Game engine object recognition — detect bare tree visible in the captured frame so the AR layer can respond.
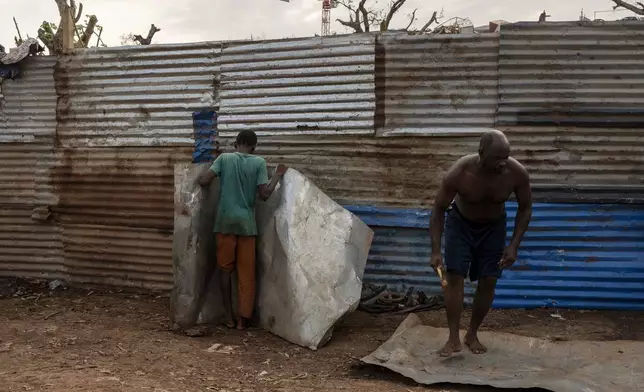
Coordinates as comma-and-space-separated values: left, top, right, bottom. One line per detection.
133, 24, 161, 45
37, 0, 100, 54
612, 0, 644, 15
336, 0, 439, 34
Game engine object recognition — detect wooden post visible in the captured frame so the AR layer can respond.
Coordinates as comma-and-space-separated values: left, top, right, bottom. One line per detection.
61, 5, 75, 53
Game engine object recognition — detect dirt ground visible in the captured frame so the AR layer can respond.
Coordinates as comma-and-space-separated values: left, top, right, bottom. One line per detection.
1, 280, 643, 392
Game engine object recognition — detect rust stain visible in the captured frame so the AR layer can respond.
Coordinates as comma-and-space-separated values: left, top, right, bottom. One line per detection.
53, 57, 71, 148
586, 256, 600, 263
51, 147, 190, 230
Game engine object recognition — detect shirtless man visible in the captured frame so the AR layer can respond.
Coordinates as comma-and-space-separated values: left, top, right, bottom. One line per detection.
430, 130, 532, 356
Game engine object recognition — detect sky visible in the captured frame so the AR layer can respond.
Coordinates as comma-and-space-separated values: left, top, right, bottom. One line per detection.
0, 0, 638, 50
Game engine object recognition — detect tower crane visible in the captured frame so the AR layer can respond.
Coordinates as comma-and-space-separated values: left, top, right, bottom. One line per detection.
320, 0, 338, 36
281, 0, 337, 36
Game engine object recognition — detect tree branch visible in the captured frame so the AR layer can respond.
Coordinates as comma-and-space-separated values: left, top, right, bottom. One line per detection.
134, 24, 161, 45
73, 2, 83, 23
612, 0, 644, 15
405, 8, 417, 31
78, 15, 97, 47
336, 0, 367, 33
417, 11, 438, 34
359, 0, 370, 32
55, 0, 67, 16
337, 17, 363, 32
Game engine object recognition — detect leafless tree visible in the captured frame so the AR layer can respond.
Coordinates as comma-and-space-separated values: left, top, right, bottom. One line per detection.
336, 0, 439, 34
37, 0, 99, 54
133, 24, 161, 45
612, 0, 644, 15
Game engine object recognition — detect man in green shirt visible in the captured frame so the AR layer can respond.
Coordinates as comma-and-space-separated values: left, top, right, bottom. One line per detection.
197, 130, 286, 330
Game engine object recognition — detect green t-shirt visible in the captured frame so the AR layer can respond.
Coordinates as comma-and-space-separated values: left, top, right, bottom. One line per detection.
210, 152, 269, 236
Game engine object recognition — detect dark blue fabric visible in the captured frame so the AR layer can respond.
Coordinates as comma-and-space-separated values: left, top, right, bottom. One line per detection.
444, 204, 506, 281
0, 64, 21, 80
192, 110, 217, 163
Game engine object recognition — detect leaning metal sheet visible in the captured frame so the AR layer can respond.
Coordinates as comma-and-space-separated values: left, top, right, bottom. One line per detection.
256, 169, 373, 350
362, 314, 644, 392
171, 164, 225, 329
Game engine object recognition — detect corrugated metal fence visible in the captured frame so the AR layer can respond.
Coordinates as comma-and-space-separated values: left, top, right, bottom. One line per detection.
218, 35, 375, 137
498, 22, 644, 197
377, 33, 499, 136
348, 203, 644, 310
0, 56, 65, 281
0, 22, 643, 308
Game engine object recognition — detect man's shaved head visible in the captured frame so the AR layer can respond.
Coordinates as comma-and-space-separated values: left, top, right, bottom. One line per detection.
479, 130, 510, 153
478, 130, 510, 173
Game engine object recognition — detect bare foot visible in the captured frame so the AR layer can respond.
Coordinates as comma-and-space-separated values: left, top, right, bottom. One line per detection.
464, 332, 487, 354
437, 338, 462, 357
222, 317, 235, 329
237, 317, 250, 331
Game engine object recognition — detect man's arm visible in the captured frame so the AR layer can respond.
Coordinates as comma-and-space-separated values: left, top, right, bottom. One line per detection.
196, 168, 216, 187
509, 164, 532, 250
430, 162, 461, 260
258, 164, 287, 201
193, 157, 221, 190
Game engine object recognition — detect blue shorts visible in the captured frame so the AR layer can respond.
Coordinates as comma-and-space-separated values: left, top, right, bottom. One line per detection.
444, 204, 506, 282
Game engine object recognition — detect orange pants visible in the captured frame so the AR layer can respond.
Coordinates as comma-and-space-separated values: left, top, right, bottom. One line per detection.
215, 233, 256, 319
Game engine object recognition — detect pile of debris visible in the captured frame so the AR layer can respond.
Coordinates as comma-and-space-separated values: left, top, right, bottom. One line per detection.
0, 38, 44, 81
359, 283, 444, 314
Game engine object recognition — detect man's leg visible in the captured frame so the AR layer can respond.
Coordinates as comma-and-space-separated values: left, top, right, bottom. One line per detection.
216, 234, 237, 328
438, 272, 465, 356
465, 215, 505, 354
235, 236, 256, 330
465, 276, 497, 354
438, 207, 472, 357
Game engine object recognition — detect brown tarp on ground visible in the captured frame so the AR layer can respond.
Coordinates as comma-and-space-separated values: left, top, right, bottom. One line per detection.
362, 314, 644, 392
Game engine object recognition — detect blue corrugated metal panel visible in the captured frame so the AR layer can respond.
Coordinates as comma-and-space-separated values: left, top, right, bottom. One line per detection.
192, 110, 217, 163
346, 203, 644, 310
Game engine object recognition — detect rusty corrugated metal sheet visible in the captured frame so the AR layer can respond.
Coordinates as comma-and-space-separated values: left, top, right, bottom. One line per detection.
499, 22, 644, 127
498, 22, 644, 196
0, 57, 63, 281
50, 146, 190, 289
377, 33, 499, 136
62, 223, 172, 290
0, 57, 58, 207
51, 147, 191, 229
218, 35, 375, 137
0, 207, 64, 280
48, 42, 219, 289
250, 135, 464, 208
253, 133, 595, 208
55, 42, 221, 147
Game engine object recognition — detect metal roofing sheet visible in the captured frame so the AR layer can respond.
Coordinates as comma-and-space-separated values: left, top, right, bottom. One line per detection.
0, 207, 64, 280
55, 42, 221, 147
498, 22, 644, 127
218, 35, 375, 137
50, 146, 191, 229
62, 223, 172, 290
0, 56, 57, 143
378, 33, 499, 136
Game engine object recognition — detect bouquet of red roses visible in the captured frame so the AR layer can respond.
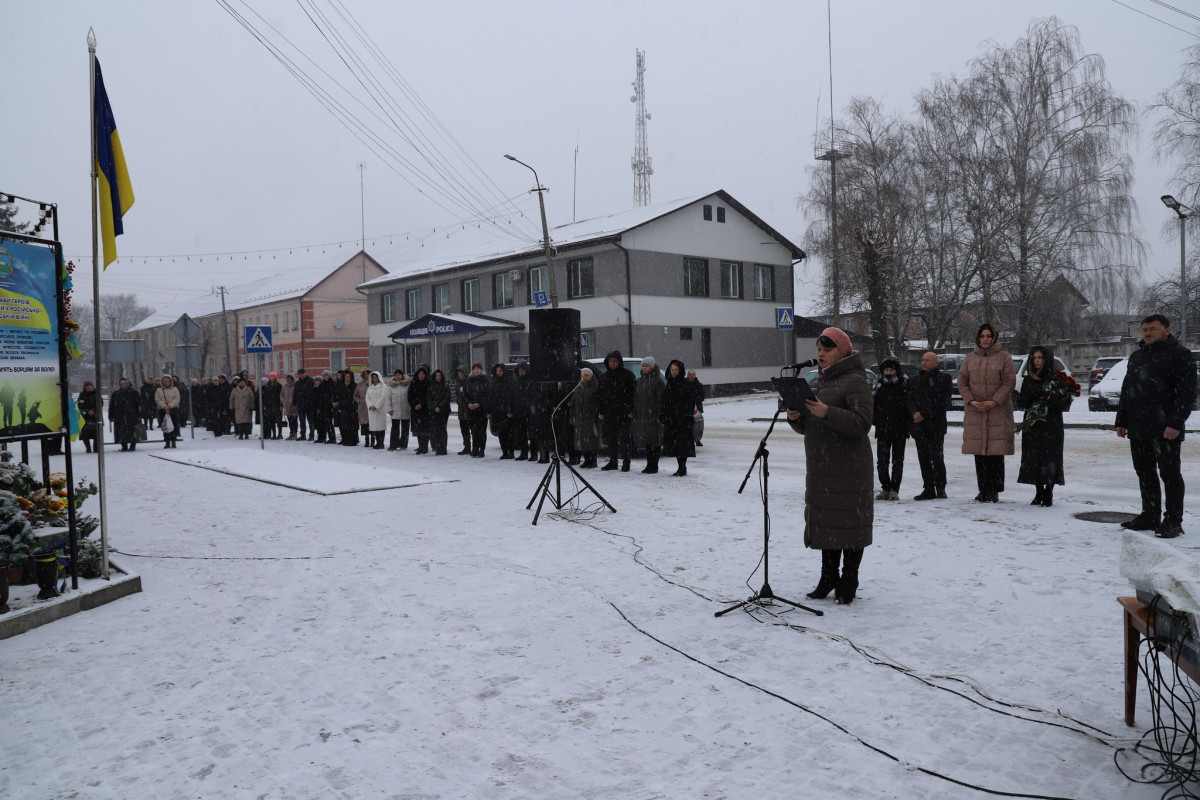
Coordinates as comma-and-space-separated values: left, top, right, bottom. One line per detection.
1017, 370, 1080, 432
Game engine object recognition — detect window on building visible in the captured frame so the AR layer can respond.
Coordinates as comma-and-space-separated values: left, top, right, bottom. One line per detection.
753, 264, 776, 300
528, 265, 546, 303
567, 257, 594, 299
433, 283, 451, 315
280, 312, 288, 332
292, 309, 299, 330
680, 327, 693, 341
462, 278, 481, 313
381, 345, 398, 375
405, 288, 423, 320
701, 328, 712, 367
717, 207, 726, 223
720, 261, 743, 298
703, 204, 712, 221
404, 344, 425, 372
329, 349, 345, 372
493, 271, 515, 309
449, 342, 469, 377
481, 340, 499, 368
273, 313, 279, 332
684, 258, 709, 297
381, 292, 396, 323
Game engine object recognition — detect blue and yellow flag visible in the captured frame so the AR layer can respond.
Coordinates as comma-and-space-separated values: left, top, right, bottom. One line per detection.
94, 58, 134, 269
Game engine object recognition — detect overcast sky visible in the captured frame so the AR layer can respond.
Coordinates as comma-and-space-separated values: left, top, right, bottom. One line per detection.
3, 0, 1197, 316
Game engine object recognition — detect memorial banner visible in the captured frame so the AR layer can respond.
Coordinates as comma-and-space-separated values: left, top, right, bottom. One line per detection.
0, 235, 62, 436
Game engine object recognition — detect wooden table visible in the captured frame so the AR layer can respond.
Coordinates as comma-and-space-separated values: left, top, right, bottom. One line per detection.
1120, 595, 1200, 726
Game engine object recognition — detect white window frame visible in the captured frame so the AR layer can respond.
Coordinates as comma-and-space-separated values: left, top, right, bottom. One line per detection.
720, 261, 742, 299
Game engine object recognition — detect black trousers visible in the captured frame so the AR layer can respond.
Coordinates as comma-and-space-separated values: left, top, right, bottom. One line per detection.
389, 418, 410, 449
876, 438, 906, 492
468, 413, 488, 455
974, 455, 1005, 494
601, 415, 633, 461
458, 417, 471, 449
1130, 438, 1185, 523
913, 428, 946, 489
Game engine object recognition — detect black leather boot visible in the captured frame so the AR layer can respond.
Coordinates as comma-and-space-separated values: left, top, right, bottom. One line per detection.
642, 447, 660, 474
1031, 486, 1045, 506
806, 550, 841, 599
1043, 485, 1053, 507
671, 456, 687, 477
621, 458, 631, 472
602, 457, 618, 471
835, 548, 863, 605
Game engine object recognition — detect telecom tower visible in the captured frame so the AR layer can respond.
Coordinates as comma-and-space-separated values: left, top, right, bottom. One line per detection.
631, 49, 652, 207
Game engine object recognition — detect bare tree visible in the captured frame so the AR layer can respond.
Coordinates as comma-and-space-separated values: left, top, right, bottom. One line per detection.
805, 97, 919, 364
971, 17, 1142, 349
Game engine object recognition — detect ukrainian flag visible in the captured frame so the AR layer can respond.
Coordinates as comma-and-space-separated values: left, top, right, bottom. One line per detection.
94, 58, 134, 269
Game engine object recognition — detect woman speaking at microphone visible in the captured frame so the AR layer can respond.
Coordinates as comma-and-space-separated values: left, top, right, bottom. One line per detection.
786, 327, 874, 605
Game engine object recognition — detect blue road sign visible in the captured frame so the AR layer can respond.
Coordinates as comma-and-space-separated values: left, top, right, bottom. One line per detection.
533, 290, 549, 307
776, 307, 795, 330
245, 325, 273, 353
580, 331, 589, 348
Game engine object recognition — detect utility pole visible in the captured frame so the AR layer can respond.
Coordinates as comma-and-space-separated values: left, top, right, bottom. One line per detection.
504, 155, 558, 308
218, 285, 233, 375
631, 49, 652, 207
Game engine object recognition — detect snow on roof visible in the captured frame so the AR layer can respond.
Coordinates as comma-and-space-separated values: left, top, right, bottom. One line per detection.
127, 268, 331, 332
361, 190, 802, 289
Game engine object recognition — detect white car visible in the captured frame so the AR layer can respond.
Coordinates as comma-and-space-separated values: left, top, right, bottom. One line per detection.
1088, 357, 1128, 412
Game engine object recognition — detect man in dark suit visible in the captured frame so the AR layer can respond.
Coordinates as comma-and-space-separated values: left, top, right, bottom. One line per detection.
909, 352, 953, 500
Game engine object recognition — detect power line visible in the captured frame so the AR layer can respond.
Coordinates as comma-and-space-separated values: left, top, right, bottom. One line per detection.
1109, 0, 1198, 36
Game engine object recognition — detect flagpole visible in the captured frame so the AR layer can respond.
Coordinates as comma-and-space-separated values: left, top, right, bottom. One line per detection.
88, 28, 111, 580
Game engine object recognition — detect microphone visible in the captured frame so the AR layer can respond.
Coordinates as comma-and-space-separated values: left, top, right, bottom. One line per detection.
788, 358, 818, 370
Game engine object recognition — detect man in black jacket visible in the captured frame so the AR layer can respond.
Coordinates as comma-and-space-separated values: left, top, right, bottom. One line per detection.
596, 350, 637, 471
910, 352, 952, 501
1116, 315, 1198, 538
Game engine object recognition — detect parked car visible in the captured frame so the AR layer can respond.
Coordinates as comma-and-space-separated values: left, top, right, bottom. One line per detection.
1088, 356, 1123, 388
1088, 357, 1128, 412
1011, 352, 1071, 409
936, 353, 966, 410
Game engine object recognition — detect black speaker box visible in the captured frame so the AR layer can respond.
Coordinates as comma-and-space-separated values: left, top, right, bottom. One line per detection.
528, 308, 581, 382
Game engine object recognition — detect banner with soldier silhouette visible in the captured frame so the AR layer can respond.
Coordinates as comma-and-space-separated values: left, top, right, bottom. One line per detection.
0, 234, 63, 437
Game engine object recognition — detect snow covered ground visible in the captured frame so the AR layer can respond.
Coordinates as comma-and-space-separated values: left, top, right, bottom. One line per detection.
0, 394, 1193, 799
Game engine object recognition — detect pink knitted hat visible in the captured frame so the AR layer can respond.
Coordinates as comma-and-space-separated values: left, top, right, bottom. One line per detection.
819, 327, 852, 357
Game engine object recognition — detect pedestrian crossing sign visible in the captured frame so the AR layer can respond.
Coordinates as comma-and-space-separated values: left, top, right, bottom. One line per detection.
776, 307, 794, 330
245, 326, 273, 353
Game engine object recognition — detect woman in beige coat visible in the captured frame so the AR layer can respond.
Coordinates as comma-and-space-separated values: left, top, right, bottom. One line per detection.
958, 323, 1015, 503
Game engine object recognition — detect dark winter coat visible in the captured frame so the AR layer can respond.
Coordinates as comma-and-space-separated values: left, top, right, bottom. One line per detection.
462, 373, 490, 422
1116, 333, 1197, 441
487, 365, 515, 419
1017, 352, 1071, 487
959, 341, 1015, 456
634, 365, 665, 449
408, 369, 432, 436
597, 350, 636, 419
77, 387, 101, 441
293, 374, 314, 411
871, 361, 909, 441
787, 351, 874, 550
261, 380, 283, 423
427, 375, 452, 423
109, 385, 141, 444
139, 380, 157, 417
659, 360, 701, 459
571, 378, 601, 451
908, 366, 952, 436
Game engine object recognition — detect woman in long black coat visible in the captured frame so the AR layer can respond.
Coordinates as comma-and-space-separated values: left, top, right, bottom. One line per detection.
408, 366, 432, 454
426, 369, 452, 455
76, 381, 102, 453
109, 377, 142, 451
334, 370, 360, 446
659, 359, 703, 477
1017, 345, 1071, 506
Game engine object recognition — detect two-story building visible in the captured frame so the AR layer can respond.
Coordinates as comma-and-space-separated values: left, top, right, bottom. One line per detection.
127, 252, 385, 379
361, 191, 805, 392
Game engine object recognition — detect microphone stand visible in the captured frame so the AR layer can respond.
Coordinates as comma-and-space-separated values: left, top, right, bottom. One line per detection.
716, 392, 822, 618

> _What you will do_: Output exactly those lines of the data above that run from the line with "Game engine object recognition — detect rusty" up to and including the line with "Game engine object recognition — detect window". No pictures go in.

> _Written reply_:
Game engine object recognition — detect rusty corrugated metal sheet visible in the captured frame so the AR layer can respond.
Coordinates as comma-and-space-separated values: left, top, right, bottom. One line per detection.
499, 22, 644, 127
498, 22, 644, 196
0, 57, 63, 281
50, 146, 190, 289
377, 33, 499, 136
62, 223, 172, 290
0, 57, 58, 207
51, 147, 191, 229
218, 35, 375, 137
0, 207, 64, 280
48, 42, 219, 289
250, 135, 464, 208
253, 133, 595, 208
55, 42, 221, 147
Game engine object recognition — detect metal roofing sheet visible in the captured frame so the AR layer can respond.
Coordinates as comma-and-space-separated values: left, top, right, bottom. One line per detection.
0, 207, 64, 280
55, 42, 221, 147
498, 22, 644, 127
218, 35, 375, 137
50, 146, 191, 229
62, 223, 172, 290
0, 56, 57, 143
378, 33, 499, 136
Game engine object recognition — detect bouquet of red roses visible in the captured frame so the AR layer can respond.
Coordinates as comma-and-space-separated values: left, top, right, bottom. One line per detection.
1017, 370, 1080, 432
Game engine object recognition — detect window on building visible in the captured frame so the AR layer can respond.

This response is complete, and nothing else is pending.